[DATA FOR THIS EXERCISE]
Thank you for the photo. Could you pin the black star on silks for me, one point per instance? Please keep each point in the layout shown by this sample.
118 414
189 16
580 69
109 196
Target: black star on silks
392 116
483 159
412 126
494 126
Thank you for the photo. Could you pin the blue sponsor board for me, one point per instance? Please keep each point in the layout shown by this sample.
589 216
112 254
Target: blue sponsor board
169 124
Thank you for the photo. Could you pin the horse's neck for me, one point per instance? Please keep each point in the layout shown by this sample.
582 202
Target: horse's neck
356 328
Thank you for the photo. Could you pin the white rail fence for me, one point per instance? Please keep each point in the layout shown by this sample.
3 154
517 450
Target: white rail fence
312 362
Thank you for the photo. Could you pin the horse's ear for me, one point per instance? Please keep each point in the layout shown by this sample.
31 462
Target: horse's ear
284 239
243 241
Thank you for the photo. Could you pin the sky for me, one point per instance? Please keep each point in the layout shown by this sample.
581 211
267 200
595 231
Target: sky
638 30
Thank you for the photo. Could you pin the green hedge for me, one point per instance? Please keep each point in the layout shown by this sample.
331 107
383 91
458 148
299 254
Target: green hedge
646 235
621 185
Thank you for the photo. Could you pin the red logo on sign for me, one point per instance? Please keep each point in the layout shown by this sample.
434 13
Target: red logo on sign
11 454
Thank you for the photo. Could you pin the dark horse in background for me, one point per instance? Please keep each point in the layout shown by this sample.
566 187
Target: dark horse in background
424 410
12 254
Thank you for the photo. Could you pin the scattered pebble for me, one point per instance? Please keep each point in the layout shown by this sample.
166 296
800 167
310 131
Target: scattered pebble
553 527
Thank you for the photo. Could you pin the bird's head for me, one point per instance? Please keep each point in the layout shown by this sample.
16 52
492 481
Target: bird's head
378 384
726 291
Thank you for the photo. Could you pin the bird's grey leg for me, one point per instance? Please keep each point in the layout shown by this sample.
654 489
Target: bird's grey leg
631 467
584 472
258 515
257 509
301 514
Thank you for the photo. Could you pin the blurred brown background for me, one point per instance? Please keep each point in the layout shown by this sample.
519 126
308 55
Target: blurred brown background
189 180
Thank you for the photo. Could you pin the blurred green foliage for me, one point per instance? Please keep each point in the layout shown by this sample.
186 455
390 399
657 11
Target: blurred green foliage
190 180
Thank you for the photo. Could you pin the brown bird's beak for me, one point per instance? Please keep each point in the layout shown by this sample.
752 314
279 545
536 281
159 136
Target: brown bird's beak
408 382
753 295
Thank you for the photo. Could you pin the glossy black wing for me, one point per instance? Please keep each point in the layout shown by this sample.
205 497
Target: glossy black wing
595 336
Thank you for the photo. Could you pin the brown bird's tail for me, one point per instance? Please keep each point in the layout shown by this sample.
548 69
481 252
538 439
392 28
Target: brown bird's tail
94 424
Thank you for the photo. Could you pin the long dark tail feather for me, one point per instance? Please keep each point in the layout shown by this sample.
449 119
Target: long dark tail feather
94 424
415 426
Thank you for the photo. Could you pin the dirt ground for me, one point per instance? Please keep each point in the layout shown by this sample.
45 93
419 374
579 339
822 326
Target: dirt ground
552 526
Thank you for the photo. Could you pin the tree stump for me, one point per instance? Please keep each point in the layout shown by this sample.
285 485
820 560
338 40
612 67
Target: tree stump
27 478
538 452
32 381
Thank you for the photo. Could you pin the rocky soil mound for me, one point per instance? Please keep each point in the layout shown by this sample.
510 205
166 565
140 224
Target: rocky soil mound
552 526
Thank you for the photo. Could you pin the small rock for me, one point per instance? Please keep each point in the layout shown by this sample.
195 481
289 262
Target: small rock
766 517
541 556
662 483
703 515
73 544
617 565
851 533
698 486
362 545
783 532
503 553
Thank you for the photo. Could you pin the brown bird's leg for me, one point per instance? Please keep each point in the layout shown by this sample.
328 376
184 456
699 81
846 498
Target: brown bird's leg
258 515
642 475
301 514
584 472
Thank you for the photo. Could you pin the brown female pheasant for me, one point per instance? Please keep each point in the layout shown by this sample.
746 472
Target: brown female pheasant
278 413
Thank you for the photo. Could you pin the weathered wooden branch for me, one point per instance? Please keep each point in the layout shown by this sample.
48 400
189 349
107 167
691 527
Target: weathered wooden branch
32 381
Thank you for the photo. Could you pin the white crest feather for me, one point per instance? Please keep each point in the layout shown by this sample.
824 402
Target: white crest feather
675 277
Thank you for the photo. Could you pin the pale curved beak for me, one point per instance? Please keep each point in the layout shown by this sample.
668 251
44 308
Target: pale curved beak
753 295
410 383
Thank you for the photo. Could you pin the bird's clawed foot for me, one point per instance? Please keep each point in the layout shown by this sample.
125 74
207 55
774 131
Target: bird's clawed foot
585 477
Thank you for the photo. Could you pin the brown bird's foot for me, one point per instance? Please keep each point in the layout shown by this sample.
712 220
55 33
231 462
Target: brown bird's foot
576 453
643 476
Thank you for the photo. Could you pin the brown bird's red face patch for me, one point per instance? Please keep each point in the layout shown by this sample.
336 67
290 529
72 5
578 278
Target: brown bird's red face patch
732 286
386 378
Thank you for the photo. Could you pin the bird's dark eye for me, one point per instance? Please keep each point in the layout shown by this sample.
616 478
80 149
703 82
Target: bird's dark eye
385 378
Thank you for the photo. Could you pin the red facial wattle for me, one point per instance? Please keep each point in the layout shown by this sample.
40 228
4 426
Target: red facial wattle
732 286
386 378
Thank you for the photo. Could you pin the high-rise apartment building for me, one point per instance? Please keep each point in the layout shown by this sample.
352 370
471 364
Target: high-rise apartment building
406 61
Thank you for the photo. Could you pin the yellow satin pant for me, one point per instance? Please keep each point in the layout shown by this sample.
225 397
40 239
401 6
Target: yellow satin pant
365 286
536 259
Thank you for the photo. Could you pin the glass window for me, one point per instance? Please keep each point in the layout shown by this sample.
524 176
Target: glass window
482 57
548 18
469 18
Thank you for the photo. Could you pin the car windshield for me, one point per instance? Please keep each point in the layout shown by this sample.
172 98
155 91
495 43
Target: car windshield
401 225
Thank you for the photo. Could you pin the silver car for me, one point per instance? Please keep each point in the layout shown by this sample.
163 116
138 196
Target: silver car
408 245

[PROBLEM REQUIREMENTS] In full and word for word, reproduce the data above.

[RESPONSE TO THE TASK]
Thank you for the photo. Could you pin the black star on silks for me, one point per instance? Please keep each point in the layout shown by this sample.
118 414
189 16
580 69
109 196
Target: black star on silks
392 116
483 159
412 126
494 126
Thank you for the photo. Could you pin the blue sponsor board for me, one point per instance? Please keep each point in the layout shown by this sample.
589 216
112 254
Target: blue sponsor board
169 124
Thank you for the photo. Could you pin the horse's neck for me, one point per instance? Please keep each point in the layout shown by this sample.
582 202
Target: horse's neck
356 328
Thank you for the photo. Could you pin the white rail fence for me, one point per instance? Please keep each point in the layout shown by this sample.
3 154
517 450
Target: white rail fence
312 362
Thank you for the photo. Could you pin the horse's ear for me, one point per instance? Please keep each point in the layout shown by this sample.
31 462
Target: horse's ear
284 239
243 241
Thank you for the photo. Could you pin the sky for me, one point per instance? Please keep each point in the layout shown by this sample.
581 211
267 200
595 231
Target: sky
638 30
Thank you for the photo. Could you pin the green hedge for me, one point per instance? Please keep each point in the layout shown by this sample.
331 107
383 91
458 148
299 254
Target: green hedge
646 235
621 185
Thank you for the photo. Could you pin the red logo on sign for me, one point per instance? Please keep each point in the layout shown by this sample.
434 13
Target: red logo on sign
11 454
Thank you for the photo. Could you pin the dark horse in background for me, one point per instance? Please keep each point in the layout shown by this sample.
566 187
Target: dark horse in background
424 410
12 254
Thank you for the photo. Could you pin the scattered pebble for me, one point per instance? Please keep each point in the layout shown by this sample.
166 296
800 167
310 131
Target: scattered pebble
553 527
Thank you for the photo. Could you pin the bird's head for me, one point per instance? Please keep each point in the layout shown by this sample.
16 52
492 481
Target: bird's head
378 384
726 291
Thank you for the photo. Could you pin the bird's grey leg for me, one point per instance? Please keep each point in the layout shown by this sample.
654 489
Target: bird's grey leg
631 467
584 472
258 515
257 509
301 514
Thank you for the photo. Could you pin the blurred brown background for me, one point per instance? Please keep each point in the layout shown by this sample.
519 126
308 55
Target: blurred brown background
189 180
Thank you for the photo. Could you pin the blurred green foliage for me, one point per instance? Please keep each point in the layout shown by this sample.
186 455
390 399
657 11
Target: blurred green foliage
190 180
Thank you for the photo. Could you pin the brown bird's beak for me, one point per instance? Please keep each point in the layout shown by this sample.
752 314
279 545
536 281
159 136
Target: brown bird's beak
408 382
753 295
Thank you for the photo. Could you pin the glossy black wing for me, one point per instance? Please keep each point in the layout shown by this sample.
205 497
Target: glossy black wing
595 336
Thank you for the photo. Could you pin the brown bird's tail for me, one point per instance? Please keep each point in the layout shown by this sample.
548 69
481 252
538 439
392 28
Target: brown bird's tail
94 424
Thank you for the photo. Could you pin the long dark tail feather for me, one point per instance? Please keep each point in the layout shown by this sample.
449 119
Target: long dark tail feather
94 424
415 426
Thank you for the photo. Could you pin the dirt ground for me, one point per instance? Please keep each point in the layout shown by this sample.
45 93
419 374
579 339
822 326
Target: dirt ground
552 526
Thank you for the photo. Could you pin the tree stump for me, one point per instance? Please keep each point in the layout shown by this sample.
285 485
820 560
338 40
612 67
Target: tree stump
27 478
538 452
32 381
Thank you for the photo. Could you pin the rocky soil mound for me, one point per instance? Please keep each point in the layout shown by this sample.
510 205
166 565
140 224
Target: rocky soil mound
552 526
Thank you for the photo. Could you pin the small rock for me, one point per instance? Please keep each point in the layout shown by this sample.
195 481
289 262
Target: small rock
766 517
541 556
662 483
703 515
73 544
617 565
851 533
698 486
362 545
783 532
503 553
Thank you for the photo. Could you pin the brown bird's leg for me, one point per instance? Please keep each point in the layout shown by this sample.
328 376
184 456
699 81
846 498
Target: brown bird's leg
258 515
642 475
301 514
584 472
Thank you for the photo. Could you pin the brown female pheasant for me, one point per instance? Please keep each point in the layout shown by this sample.
746 472
Target: brown female pheasant
278 413
Thank you for the photo. Could you pin the weathered wooden branch for me, one point per instance? Please keep each point in the layout shown by this sample.
48 400
189 349
107 167
691 527
Target: weathered wooden branch
32 381
Thank you for the photo. Could you pin the white crest feather for me, one point per instance? Please keep each point in the layout shown by this sample.
824 402
Target: white crest feather
675 277
Thank you for the photo. Could you pin the pale curved beak for me, one point per instance? Please keep each point in the layout shown by this sample.
668 251
44 308
Target: pale curved beak
753 295
410 383
Thank you for the photo. Could you pin the bird's clawed foot for me, one point per instance? Please keep each point in the layout shown by this sample.
125 74
207 55
774 131
Target: bird's clawed foot
585 477
Thank you for the photo. Could you pin the brown bird's foot for me, one point per instance? Please keep each point in the layout shown by this sample.
712 220
55 33
231 462
Target: brown bird's foot
576 453
643 476
Thank you for the photo. Could you pin the brown bird's red face patch for me, one point per instance? Please keep each point in the layout shown by this sample.
336 67
290 529
72 5
578 278
Target: brown bird's red face patch
732 286
386 378
Thank you for the photo. Could you pin the bird's dark eye for me, one point per instance? Please keep each point in the layout shown by this sample.
616 478
80 149
703 82
Target: bird's dark eye
385 378
Thank you for the photo. Could you pin the red facial wattle for me, one point per instance? Please keep each point in the layout shown by this sample.
40 228
4 426
Target: red facial wattle
732 286
386 378
Thank you for the photo. Could you pin the high-rise apartment building for me, one point per instance? Please keep each point in the layout shown by this sample.
352 370
471 364
Target: high-rise apartment building
406 61
Thank you for the photo. Could you pin the yellow satin pant for me, one point per instance? Please keep each point in the layout shown by this sample.
225 397
40 239
401 6
Target: yellow satin pant
365 286
536 259
Thank you for the photo. Could you pin the glass window for me, one point per instance? Please keep each point in the layout shown by this sample.
524 176
Target: glass window
482 57
548 18
469 18
Thank you for the photo. Could you pin the car windshield for me, one point per instance? Please keep each point in the layout shown by this sample.
172 98
155 91
495 43
Target: car windshield
401 225
Thank you for the photo. Could you pin the silver car for me, one point per instance? Please keep each point in the layout shown by this sample.
163 116
138 196
Target: silver car
408 245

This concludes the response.